## Begin
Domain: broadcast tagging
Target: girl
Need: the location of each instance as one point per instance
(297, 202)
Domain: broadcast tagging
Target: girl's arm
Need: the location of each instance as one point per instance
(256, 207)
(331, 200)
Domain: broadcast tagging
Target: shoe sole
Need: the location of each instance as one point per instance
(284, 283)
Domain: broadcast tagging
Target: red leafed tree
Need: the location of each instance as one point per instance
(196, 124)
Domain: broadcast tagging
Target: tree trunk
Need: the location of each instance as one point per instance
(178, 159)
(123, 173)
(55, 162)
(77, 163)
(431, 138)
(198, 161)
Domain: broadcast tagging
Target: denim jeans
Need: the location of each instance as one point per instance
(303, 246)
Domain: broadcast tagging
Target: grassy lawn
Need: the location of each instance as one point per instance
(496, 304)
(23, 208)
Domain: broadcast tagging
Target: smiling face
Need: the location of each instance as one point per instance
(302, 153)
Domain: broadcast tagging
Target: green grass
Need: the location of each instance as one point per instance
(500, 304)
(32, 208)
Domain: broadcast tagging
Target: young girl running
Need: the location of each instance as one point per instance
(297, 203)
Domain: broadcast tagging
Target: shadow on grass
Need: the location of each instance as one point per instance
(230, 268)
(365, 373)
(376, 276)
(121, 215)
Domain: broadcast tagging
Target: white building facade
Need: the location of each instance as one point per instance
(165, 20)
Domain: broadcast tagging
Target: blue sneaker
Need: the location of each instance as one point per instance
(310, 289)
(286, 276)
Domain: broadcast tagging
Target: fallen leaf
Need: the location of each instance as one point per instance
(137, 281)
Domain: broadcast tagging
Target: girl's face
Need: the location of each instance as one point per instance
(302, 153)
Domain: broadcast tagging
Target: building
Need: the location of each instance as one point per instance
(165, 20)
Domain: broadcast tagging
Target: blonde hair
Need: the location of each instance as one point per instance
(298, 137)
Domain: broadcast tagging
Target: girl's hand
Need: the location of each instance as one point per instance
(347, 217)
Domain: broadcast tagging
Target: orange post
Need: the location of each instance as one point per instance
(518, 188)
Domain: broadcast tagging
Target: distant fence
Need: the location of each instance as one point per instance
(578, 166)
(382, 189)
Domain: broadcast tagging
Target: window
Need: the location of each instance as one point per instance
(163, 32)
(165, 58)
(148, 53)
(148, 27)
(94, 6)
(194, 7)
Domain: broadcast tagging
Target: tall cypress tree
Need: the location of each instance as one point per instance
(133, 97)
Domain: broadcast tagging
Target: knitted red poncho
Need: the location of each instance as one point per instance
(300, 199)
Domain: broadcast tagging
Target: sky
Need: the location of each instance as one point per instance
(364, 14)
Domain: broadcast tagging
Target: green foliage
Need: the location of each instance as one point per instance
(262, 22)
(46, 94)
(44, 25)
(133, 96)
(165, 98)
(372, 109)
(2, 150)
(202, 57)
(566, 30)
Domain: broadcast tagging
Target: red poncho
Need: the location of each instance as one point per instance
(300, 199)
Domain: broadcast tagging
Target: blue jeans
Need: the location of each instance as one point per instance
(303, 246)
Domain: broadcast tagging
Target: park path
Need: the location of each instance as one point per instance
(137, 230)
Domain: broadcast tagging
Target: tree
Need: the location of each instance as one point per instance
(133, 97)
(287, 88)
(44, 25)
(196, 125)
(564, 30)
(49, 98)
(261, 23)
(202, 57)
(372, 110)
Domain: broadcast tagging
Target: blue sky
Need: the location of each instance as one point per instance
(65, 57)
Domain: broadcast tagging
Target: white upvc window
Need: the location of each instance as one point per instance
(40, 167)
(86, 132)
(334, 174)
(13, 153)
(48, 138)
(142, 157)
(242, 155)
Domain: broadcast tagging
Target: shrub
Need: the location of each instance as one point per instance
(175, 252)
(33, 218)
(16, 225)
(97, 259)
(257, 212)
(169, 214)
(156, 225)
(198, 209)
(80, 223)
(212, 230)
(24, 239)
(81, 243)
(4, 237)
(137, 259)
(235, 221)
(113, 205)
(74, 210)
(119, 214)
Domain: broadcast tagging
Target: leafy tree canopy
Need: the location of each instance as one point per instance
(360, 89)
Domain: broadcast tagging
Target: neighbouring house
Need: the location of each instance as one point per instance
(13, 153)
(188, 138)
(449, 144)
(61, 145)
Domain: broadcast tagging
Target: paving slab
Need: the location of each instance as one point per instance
## End
_Exercise directions_
Copy out every line of the entries above that contains the string "building". The match must be case-sensitive.

_Right answer_
Target: white building facade
Target: building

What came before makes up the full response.